= Required tasks =
1. Output everything from "I am sure that" down to "than a shop?" in the housing discussion, copied word for word.
2. Pick up the discussion of home buying and neighborhood shops right after its final sentence and carry it forward.

It depends on a lot on your timing with the market. This guy (from TFA) sold in 2007; I bought my first house as a (fairly dire) fixer-upper in 2008. I sold it in 2016, after it had more than doubled in value (partly due to improvements we'd made, partly due to market improvements). I bought the next house as a (cosmetic) fixer-upper in 2016, and sold it in 2020, after the pandemic had multiplied its value by 1.5x. Now I own outright, pay no mortgage, and my property tax is less than 1% where I live. Yes I got lucky on timing on both ends of the 12 years, but not selling into a down market (if you can help it, of course), buying with an eye to potential increase in value, and being willing to take advantage of market conditions are all things that can work in your favor.
There isn't resistance. It comes from development patterns.
A developer buys 10 hectares of land and wants to max out the returns, so they pack it full of houses. Another developer buys the adjacent 20 hectares and follows the same strategy. Rinse and repeat. Purely market driven housing development orients towards developer profit, not long term quality of life of the neighborhoods being constructed.
I am sure that they could better maximize their returns by making room for local businesses and increasing the appeal of the area. And who says that a house will be worth more than a shop?
It sounds more like “this is the way you do it” momentum.
You need about 10 houses per shop (anyone with better numbers? this works for discussion but it is likely wrong). However everybody needs many different shops and so it isn't a case of 10 houses 1 shop - since you always need to go elsewhere anyway wouldn't even think of the local shop when it would do and so they fail. Even in dense cities it is common to see one street of ground for retail then several streets of no retail.
Shops do better when clustered together. People combine trips and so if they need to go one place for any reason that will often enough "drop in" to a different one.
All this is to say, in most cases a shop is worth less than a house on those developments even though a shop would get higher rent when it is rented!

= The data =
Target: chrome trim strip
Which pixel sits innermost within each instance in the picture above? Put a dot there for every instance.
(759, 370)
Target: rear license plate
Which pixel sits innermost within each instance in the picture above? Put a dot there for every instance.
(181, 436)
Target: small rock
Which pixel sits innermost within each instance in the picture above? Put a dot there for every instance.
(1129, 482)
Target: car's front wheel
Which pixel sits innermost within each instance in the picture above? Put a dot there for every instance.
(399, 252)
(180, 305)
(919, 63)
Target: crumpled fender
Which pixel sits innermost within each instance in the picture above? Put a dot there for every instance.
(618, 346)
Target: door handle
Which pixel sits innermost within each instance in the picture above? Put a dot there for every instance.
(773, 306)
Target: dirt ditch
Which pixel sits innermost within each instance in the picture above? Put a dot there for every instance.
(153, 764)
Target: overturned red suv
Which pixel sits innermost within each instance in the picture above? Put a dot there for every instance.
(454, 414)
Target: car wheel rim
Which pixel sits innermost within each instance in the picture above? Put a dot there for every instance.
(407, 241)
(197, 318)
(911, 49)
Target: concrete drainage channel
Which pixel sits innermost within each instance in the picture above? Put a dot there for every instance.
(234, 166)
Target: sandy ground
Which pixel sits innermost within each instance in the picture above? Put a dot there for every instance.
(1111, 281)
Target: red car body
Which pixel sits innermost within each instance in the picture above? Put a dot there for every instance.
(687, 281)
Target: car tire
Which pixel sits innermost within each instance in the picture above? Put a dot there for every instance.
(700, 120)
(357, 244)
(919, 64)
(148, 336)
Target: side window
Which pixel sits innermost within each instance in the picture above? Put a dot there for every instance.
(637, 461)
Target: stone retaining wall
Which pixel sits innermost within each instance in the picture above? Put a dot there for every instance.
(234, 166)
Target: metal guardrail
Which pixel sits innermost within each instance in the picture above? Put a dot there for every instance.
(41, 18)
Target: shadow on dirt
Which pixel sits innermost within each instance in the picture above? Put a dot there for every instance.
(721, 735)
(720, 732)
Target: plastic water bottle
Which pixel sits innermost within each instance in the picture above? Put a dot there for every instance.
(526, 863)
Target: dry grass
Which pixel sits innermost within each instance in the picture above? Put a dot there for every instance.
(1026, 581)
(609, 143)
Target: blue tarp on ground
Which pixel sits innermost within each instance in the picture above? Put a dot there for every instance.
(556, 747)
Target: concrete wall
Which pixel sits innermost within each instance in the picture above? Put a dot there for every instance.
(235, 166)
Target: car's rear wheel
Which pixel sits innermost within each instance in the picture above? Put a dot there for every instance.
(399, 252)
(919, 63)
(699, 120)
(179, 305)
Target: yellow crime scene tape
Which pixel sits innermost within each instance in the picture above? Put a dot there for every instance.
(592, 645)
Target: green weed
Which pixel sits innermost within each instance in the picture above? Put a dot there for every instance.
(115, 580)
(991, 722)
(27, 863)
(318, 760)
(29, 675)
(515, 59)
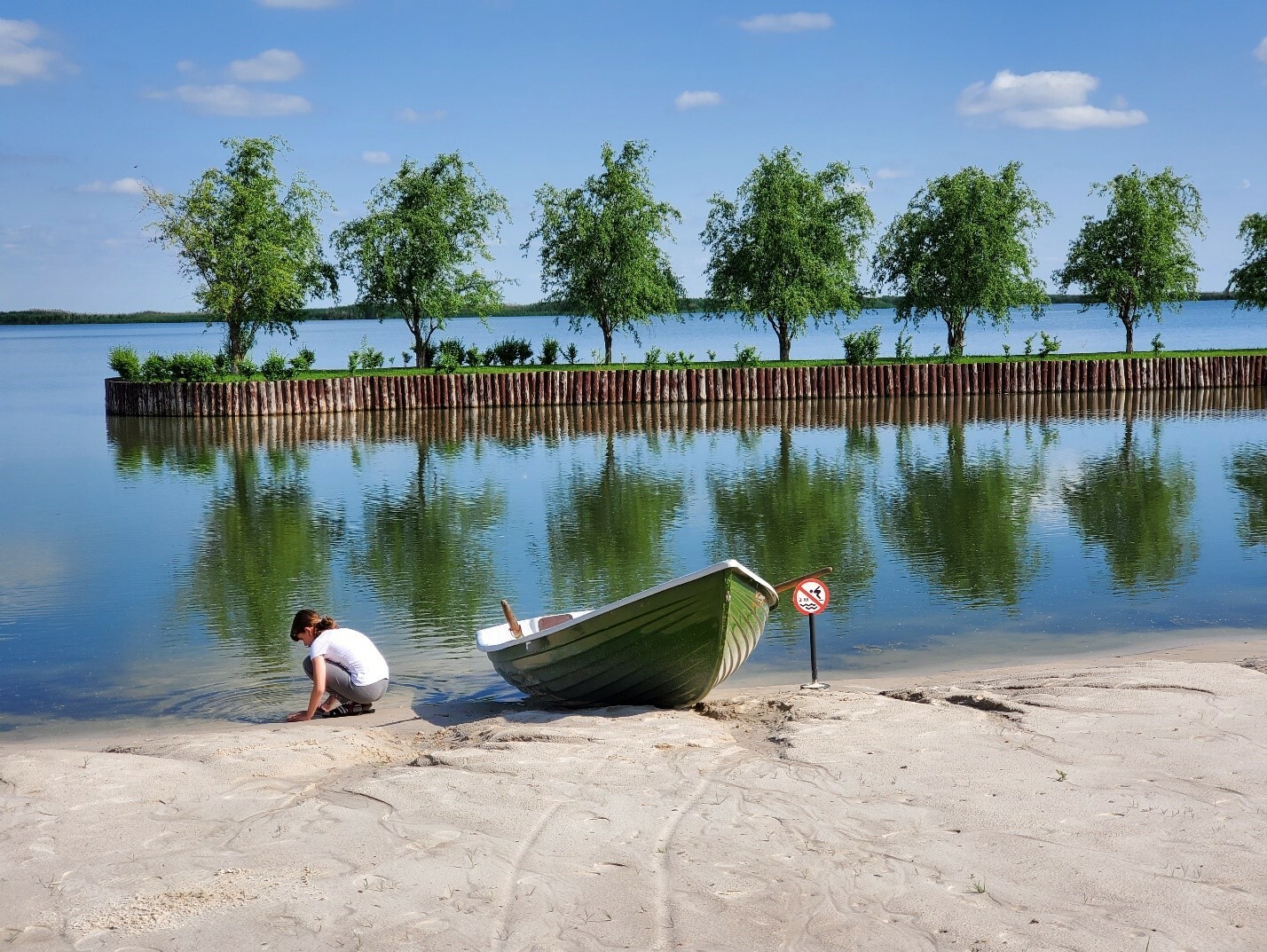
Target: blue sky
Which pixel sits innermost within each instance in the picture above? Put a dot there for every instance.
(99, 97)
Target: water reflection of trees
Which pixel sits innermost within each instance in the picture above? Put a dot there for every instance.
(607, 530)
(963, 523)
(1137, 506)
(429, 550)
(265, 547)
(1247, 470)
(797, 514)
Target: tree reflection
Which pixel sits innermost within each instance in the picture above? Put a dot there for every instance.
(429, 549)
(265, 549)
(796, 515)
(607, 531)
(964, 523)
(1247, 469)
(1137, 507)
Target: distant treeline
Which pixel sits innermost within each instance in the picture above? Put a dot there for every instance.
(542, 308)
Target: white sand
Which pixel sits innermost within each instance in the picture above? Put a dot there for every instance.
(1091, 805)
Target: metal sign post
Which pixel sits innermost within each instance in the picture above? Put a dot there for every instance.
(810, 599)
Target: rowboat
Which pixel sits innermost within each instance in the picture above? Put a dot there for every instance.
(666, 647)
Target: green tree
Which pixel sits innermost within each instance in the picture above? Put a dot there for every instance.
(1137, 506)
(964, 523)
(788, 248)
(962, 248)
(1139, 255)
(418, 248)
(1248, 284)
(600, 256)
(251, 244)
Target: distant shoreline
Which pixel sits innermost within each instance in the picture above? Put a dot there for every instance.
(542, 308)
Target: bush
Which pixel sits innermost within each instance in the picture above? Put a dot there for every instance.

==

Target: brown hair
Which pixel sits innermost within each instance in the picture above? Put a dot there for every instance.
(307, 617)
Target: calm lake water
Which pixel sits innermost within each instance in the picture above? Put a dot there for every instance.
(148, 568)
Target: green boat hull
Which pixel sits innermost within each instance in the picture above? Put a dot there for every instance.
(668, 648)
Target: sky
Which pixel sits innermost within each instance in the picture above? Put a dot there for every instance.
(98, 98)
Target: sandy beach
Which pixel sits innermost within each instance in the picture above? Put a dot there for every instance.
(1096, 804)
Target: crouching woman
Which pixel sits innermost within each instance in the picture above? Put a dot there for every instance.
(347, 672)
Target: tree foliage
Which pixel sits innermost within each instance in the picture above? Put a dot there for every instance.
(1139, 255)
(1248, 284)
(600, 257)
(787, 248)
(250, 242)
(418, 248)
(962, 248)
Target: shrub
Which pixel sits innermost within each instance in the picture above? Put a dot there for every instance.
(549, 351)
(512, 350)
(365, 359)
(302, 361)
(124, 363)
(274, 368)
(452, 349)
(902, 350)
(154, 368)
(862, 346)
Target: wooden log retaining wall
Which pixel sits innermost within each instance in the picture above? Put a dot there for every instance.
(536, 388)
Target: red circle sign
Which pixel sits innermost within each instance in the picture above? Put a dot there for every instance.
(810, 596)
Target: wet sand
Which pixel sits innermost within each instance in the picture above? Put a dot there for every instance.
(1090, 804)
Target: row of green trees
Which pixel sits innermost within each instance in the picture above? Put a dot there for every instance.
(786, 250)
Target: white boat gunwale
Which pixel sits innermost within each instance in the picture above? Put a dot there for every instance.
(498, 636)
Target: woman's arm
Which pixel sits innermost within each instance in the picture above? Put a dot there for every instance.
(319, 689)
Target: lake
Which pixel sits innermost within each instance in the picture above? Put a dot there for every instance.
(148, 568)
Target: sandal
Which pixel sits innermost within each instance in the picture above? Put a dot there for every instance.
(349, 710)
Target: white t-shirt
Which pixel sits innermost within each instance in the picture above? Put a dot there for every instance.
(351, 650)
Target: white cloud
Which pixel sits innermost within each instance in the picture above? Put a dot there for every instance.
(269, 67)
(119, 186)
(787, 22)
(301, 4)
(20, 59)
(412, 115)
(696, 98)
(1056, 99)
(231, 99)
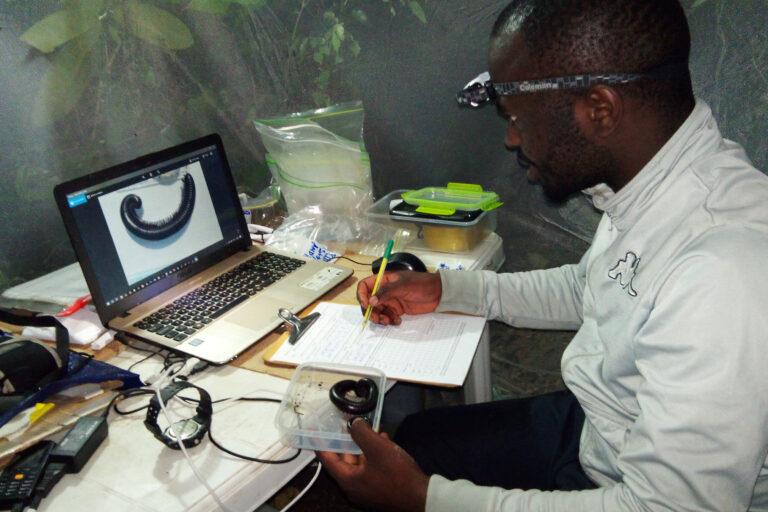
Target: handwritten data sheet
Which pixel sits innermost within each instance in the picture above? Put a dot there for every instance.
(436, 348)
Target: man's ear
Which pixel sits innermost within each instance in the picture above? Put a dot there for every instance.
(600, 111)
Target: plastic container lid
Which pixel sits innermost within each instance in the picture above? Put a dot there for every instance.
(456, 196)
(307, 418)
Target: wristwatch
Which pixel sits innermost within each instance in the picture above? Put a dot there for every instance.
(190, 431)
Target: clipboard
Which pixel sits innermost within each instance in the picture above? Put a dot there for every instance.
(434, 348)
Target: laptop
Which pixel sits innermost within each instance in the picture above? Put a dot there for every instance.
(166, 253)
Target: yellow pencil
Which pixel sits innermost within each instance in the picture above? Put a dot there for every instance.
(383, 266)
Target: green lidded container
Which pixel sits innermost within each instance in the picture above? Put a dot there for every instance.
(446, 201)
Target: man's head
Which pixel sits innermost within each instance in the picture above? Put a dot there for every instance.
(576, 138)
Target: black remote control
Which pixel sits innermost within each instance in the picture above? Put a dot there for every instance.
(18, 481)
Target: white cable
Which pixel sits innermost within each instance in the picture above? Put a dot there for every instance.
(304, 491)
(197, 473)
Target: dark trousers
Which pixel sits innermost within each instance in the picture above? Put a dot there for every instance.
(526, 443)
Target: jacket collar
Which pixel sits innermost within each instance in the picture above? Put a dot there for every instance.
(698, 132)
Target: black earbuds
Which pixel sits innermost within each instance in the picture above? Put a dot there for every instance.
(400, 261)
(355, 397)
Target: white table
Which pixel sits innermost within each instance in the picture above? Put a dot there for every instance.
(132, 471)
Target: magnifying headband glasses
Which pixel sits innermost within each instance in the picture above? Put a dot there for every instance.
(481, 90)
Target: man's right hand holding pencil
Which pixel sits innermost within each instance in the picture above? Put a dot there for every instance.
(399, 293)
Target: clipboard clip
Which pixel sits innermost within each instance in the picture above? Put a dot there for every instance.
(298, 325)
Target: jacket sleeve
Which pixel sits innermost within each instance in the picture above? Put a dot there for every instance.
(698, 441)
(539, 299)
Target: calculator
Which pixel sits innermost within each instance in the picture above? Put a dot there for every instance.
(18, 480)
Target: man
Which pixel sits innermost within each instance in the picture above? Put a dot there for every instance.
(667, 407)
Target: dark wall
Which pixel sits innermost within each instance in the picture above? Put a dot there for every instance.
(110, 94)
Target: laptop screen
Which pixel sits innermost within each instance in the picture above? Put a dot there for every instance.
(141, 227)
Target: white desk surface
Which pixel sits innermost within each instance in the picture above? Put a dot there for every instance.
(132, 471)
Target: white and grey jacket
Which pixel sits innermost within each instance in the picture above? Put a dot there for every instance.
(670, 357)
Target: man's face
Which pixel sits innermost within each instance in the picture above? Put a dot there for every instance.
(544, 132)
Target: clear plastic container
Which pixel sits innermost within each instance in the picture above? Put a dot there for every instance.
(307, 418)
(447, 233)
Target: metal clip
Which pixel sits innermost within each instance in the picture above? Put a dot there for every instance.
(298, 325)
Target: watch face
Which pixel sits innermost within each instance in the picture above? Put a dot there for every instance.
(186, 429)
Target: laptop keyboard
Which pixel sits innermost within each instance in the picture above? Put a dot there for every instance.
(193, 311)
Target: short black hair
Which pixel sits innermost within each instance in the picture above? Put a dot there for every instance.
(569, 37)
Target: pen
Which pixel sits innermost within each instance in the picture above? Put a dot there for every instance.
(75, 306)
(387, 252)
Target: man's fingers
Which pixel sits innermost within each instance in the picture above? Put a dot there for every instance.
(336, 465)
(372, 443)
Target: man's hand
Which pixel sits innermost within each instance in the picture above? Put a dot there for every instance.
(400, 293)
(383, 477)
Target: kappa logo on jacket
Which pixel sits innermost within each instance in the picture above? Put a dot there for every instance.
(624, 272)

= Your responses =
1.
I am sure that they could better maximize their returns by making room for local businesses and increasing the appeal of the area. And who says that a house will be worth more than a shop?

2.
That doesn't matter to any given one because they rarely need multiple types at the same time, so they just go to the nearest one of whatever they currently need. If you could build them in the suburbs then for many people in the suburbs, that would be the nearest one and it would get enough business to be sustainable. While reducing traffic because now some subset of the customers can walk to it instead of 100% of them needing to drive.
> Even in dense cities it is common to see one street of ground for retail then several streets of no retail.
Isn't that mainly because of zoning? The area with all the shops is the area where shops are allowed, or the area where something that pays higher prices for space than shops isn't.
> All this is to say, in most cases a shop is worth less than a house on those developments even though a shop would get higher rent when it is rented!
You should be able to have the shop and a housing unit or three on the same piece of land, which not only allows you to make more valuable use of the land, it also puts more people (i.e. customers) near the shop.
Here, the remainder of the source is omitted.